**Work required**: Would it be possible to quote, exactly and in full, the lines from the one with "Question. Identify every instance of the green leaf" through the end of the entries below?

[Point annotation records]
▽

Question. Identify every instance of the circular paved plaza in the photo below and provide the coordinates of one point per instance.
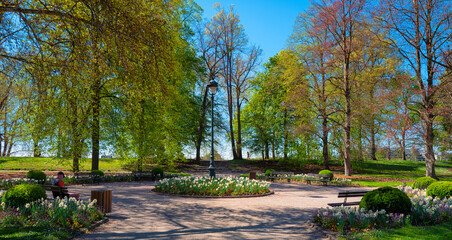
(139, 213)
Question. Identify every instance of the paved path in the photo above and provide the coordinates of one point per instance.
(139, 213)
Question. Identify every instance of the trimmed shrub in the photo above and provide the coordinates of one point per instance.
(440, 189)
(423, 182)
(22, 194)
(390, 199)
(267, 173)
(327, 172)
(97, 173)
(157, 171)
(37, 175)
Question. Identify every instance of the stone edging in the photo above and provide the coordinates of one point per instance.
(200, 196)
(329, 234)
(89, 228)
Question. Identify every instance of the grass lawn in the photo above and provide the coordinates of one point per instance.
(52, 164)
(33, 233)
(437, 232)
(381, 173)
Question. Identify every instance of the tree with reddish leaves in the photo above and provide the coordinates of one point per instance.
(421, 31)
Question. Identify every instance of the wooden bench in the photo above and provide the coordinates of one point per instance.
(346, 195)
(87, 176)
(280, 175)
(59, 191)
(143, 175)
(325, 179)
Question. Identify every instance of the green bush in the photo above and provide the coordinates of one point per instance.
(440, 189)
(37, 175)
(267, 173)
(97, 173)
(423, 182)
(390, 199)
(22, 194)
(157, 171)
(327, 172)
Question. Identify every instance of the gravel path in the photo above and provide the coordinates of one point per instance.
(139, 213)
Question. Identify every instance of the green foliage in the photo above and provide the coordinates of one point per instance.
(327, 172)
(440, 189)
(423, 182)
(267, 173)
(19, 195)
(37, 175)
(97, 173)
(390, 199)
(157, 171)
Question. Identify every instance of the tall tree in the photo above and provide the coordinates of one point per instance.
(314, 50)
(421, 32)
(341, 19)
(233, 41)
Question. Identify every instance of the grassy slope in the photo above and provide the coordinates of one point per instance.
(437, 232)
(51, 164)
(396, 171)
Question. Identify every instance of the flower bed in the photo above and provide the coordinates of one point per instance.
(65, 214)
(304, 177)
(204, 186)
(424, 211)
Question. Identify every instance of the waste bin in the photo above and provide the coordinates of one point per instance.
(103, 198)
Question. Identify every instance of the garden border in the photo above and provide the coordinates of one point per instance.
(202, 196)
(90, 227)
(329, 234)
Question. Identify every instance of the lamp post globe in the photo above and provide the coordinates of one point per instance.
(212, 88)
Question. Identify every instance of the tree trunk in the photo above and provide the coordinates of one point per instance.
(239, 129)
(403, 144)
(360, 142)
(201, 126)
(5, 132)
(267, 151)
(326, 156)
(36, 150)
(273, 150)
(96, 88)
(230, 109)
(348, 119)
(96, 126)
(429, 153)
(286, 135)
(373, 147)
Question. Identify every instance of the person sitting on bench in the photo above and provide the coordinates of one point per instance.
(58, 181)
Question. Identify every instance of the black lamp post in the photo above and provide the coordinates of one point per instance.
(212, 87)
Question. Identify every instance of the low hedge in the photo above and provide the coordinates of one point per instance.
(440, 189)
(22, 194)
(423, 182)
(390, 199)
(37, 175)
(327, 172)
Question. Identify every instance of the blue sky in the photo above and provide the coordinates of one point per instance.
(268, 23)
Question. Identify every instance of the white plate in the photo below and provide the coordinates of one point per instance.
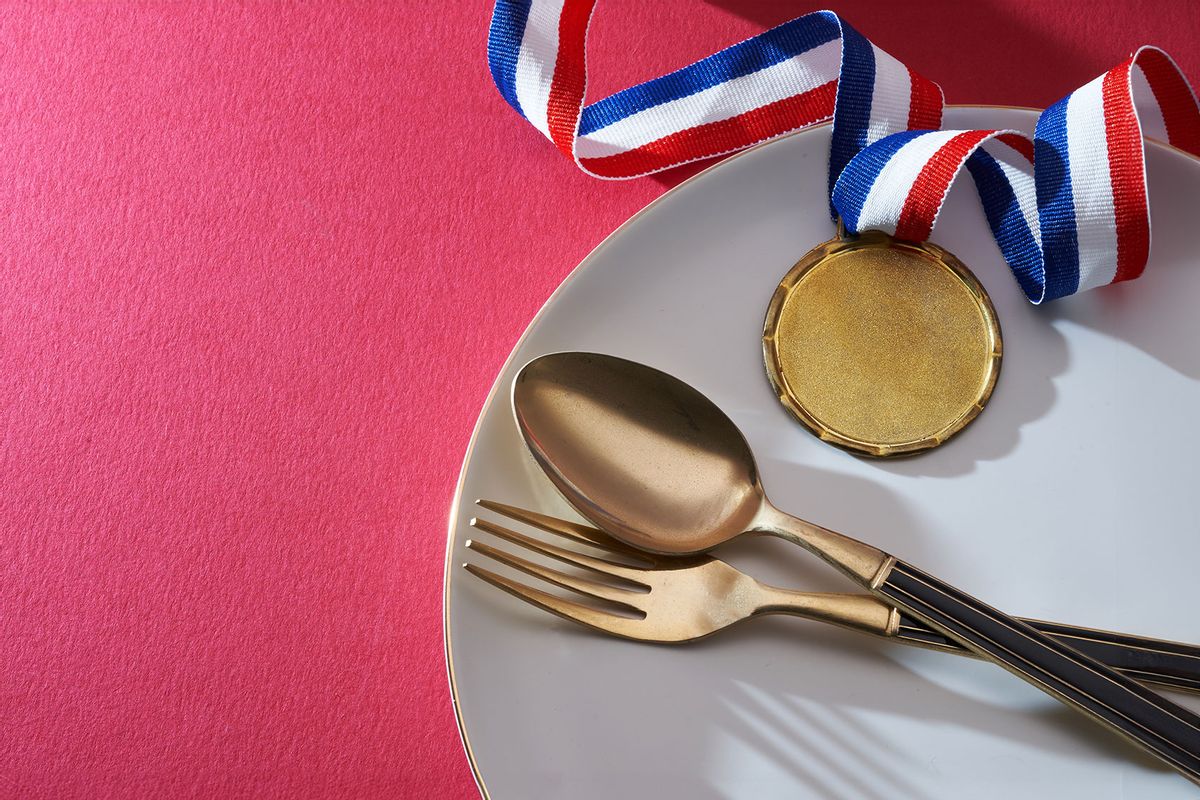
(1072, 498)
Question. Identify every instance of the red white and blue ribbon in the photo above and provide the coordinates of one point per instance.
(1079, 220)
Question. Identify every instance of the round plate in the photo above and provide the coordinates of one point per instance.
(882, 347)
(1073, 498)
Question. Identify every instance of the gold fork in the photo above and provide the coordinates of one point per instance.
(671, 599)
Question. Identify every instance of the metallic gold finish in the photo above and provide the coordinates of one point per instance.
(673, 599)
(651, 461)
(881, 347)
(654, 462)
(449, 564)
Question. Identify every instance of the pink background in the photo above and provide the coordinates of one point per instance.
(261, 265)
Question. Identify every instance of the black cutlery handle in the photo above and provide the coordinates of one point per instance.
(1149, 661)
(1149, 720)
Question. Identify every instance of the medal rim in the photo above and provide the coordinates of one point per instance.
(825, 431)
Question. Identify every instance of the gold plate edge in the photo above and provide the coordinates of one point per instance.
(487, 402)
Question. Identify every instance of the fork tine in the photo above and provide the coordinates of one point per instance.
(574, 530)
(603, 566)
(568, 609)
(622, 597)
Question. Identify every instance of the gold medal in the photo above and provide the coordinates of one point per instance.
(881, 347)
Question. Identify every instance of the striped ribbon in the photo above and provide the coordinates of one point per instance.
(1068, 208)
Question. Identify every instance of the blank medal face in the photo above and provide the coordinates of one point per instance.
(880, 347)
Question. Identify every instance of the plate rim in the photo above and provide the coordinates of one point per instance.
(456, 503)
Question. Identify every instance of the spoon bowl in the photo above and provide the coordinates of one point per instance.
(640, 452)
(653, 462)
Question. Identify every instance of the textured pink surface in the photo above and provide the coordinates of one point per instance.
(261, 265)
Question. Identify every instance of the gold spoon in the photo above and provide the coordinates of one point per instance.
(654, 463)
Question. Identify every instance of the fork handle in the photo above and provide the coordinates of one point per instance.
(1164, 729)
(1147, 661)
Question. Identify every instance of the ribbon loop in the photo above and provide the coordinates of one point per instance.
(1068, 208)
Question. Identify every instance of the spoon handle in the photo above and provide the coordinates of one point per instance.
(1167, 731)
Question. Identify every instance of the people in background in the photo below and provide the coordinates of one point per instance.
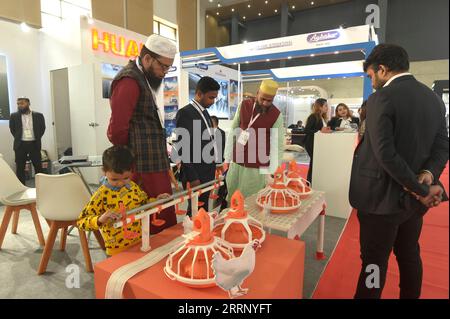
(396, 170)
(316, 122)
(136, 119)
(199, 166)
(116, 188)
(256, 142)
(362, 119)
(27, 128)
(343, 118)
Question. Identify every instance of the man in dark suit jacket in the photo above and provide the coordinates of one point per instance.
(198, 165)
(27, 127)
(396, 171)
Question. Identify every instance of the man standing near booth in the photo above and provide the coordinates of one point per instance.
(255, 143)
(199, 166)
(396, 170)
(27, 127)
(136, 119)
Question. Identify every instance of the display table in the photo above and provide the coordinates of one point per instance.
(294, 224)
(332, 166)
(278, 273)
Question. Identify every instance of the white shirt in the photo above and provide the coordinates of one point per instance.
(396, 77)
(27, 127)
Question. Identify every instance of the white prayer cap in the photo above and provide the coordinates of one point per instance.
(162, 46)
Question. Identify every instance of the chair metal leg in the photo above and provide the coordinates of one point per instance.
(15, 221)
(62, 243)
(48, 247)
(37, 224)
(6, 218)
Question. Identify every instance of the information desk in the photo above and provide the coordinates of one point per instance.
(278, 273)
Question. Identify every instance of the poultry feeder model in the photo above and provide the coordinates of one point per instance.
(236, 227)
(296, 182)
(191, 262)
(278, 197)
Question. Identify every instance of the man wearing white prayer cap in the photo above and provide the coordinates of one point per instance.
(136, 120)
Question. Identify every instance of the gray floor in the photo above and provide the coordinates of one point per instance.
(20, 256)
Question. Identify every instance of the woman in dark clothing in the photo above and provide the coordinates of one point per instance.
(343, 118)
(317, 121)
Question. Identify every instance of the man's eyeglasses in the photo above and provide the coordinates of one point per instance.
(163, 66)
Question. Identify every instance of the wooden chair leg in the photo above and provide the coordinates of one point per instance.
(48, 247)
(99, 238)
(37, 224)
(15, 221)
(85, 247)
(6, 218)
(62, 243)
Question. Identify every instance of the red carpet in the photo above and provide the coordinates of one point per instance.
(341, 274)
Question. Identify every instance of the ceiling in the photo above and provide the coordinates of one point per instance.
(224, 9)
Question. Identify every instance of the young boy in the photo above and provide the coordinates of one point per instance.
(116, 189)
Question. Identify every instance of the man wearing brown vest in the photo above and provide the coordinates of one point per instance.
(255, 143)
(136, 120)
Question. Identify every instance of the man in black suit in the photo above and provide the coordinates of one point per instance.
(396, 170)
(196, 142)
(27, 127)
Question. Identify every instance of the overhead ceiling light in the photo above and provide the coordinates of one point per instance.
(24, 27)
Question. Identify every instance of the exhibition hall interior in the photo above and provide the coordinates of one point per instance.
(224, 149)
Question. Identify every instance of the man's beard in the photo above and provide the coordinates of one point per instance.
(261, 109)
(153, 80)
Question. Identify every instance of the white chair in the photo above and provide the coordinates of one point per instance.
(16, 196)
(60, 200)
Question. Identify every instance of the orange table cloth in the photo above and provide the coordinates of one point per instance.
(278, 273)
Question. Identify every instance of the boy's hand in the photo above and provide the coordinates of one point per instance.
(108, 218)
(163, 196)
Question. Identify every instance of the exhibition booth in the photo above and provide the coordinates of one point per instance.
(335, 183)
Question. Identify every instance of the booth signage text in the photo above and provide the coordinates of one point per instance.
(323, 36)
(115, 44)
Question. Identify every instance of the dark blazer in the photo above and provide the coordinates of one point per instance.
(15, 126)
(335, 122)
(405, 133)
(313, 125)
(195, 168)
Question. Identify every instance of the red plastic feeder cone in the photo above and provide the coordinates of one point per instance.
(236, 227)
(191, 262)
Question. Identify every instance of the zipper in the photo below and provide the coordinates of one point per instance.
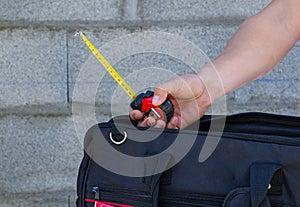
(122, 197)
(98, 203)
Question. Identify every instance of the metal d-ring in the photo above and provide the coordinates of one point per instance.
(118, 142)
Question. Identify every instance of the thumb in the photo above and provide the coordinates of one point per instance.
(161, 92)
(159, 96)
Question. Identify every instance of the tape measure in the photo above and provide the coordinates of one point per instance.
(143, 101)
(108, 67)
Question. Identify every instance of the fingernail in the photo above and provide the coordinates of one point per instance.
(155, 100)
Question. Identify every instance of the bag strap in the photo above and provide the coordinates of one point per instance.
(260, 178)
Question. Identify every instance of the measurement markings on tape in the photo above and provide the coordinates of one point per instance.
(108, 67)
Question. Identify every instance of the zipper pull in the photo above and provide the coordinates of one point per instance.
(96, 191)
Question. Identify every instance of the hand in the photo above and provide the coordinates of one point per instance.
(189, 97)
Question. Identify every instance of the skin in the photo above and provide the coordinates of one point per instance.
(258, 45)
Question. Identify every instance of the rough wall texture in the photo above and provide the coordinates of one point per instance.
(41, 60)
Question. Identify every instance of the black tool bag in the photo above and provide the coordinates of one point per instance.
(254, 161)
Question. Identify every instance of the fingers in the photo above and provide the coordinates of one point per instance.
(161, 92)
(151, 122)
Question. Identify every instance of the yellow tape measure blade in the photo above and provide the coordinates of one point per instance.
(108, 67)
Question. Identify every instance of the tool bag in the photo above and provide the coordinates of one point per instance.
(252, 161)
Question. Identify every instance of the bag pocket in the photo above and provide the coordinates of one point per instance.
(182, 200)
(242, 197)
(116, 197)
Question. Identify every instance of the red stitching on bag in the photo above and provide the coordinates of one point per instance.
(105, 204)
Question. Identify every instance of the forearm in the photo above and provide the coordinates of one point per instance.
(259, 44)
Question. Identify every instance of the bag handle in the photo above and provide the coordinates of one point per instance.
(260, 178)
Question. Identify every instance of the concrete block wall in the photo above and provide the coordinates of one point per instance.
(40, 61)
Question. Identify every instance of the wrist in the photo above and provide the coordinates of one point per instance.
(212, 83)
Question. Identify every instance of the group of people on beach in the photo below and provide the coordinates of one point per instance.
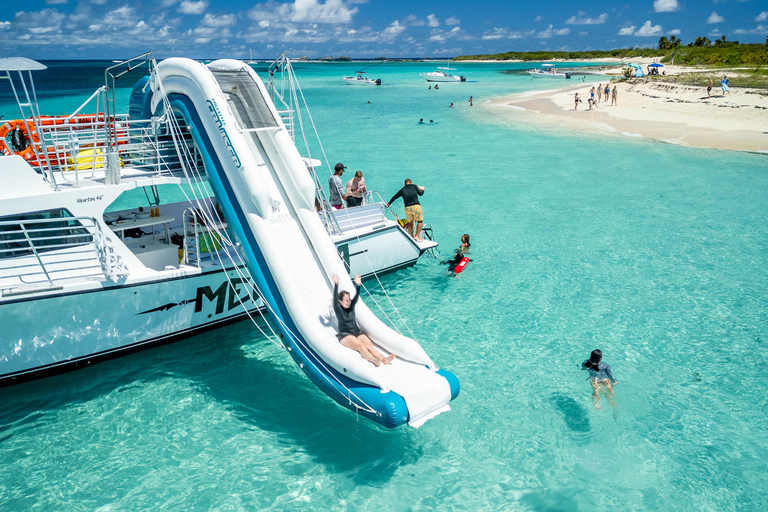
(601, 93)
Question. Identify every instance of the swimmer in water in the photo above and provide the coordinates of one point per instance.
(465, 245)
(601, 375)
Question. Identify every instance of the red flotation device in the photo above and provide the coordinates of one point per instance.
(461, 265)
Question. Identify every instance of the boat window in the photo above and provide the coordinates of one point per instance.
(245, 99)
(45, 231)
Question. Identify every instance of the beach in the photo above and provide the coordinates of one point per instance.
(674, 113)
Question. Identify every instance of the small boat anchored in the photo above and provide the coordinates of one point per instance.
(442, 75)
(361, 80)
(548, 71)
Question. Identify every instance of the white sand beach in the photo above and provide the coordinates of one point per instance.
(670, 112)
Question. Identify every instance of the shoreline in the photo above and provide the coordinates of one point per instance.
(667, 112)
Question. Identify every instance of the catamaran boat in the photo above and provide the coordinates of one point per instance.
(547, 71)
(361, 80)
(442, 75)
(87, 272)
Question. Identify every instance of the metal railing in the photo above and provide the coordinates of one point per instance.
(45, 252)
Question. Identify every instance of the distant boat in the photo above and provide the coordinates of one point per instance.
(361, 80)
(548, 71)
(441, 75)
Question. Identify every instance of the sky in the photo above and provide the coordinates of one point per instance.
(114, 29)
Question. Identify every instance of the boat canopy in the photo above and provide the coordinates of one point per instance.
(20, 64)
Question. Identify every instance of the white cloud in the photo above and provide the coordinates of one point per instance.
(549, 32)
(307, 11)
(648, 30)
(505, 33)
(190, 7)
(393, 30)
(665, 6)
(225, 20)
(580, 19)
(759, 30)
(627, 31)
(715, 18)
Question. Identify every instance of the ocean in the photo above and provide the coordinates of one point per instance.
(654, 253)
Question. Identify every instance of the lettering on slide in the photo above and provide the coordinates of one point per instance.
(216, 114)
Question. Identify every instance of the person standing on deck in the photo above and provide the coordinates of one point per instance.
(355, 190)
(410, 194)
(336, 187)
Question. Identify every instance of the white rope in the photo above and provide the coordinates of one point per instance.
(322, 149)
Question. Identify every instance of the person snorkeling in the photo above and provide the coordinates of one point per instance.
(601, 375)
(454, 262)
(465, 245)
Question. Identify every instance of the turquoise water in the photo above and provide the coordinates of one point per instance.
(654, 253)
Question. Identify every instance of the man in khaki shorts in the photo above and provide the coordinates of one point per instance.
(410, 194)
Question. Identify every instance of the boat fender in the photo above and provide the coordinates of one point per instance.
(462, 264)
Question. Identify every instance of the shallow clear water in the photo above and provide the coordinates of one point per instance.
(654, 253)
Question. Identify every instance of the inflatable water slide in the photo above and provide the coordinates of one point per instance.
(267, 196)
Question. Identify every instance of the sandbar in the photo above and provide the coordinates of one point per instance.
(674, 113)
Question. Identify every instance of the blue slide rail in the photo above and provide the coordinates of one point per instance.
(389, 409)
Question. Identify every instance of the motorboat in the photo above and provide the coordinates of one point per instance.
(547, 71)
(443, 75)
(193, 210)
(361, 80)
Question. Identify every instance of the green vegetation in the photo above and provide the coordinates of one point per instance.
(592, 54)
(701, 51)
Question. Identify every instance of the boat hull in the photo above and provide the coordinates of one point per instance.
(548, 75)
(442, 78)
(355, 81)
(63, 331)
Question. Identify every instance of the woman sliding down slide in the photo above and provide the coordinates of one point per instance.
(349, 333)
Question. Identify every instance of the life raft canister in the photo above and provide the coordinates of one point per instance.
(461, 265)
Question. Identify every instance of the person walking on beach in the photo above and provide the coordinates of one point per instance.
(336, 187)
(349, 333)
(410, 194)
(601, 375)
(355, 190)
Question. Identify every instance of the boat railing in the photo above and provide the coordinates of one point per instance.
(43, 253)
(78, 148)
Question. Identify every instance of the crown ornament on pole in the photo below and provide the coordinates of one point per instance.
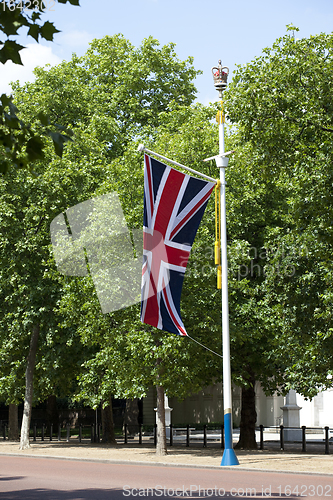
(220, 76)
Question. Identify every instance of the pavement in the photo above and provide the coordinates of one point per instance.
(291, 460)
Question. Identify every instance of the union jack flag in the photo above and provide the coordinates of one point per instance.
(174, 204)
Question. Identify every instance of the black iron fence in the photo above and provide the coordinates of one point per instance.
(203, 435)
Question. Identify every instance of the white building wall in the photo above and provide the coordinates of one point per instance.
(318, 412)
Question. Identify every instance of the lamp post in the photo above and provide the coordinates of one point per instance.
(220, 75)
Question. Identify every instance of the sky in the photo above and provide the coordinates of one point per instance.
(208, 30)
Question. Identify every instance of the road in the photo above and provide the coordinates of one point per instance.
(25, 478)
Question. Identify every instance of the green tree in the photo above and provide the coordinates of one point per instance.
(281, 106)
(105, 96)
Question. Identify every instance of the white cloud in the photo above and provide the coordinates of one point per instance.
(33, 55)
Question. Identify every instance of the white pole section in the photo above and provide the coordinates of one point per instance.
(142, 148)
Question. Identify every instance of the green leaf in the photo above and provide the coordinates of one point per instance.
(34, 31)
(44, 119)
(34, 148)
(10, 52)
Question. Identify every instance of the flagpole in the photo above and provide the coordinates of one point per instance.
(229, 456)
(143, 148)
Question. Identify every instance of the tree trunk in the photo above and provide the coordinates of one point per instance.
(247, 437)
(132, 416)
(29, 374)
(108, 435)
(161, 448)
(52, 411)
(13, 434)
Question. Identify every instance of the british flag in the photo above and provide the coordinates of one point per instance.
(174, 204)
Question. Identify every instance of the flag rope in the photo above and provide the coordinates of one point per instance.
(205, 347)
(142, 148)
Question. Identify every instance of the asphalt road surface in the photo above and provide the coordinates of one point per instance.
(25, 478)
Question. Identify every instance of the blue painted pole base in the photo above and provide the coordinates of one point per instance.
(229, 457)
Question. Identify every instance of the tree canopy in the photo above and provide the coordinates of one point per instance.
(281, 105)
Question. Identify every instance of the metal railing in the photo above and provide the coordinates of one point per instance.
(187, 435)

△

**Result of this task**:
Question. Identify every instance of the green leaf in the photo above and provide the coordinates of one point per instance.
(34, 31)
(44, 119)
(34, 148)
(10, 52)
Question. Identify every instance of the flagpole in the photo above and provide the coordinates of one point per instance.
(229, 456)
(143, 148)
Question. Identify every instance of the tree trunk in the photo above and provide the coordinates of one point per instance.
(247, 437)
(132, 416)
(29, 374)
(108, 435)
(161, 448)
(52, 411)
(13, 434)
Question. Identify every instance of the british flag in the photo above and provide the coordinates of one point per instance.
(174, 204)
Question. Identify every instance of the flag rope in the photo above and provide the coordinates of one point per instance.
(205, 347)
(142, 148)
Question. Identify every instance of the asphalt road surface in the photo above and provide the coordinates of one point per instance.
(25, 478)
Question. Identify every instance of the blue painted pole base in the photo above and provide the coordinates of one point per instance.
(229, 457)
Question. Identify every instance of the tree canopy in the photo above and provide the coordinates of one point per instance.
(281, 105)
Question. Identify every instance of the metal railing in the photo above and provide the coordinates of one point per instance.
(187, 435)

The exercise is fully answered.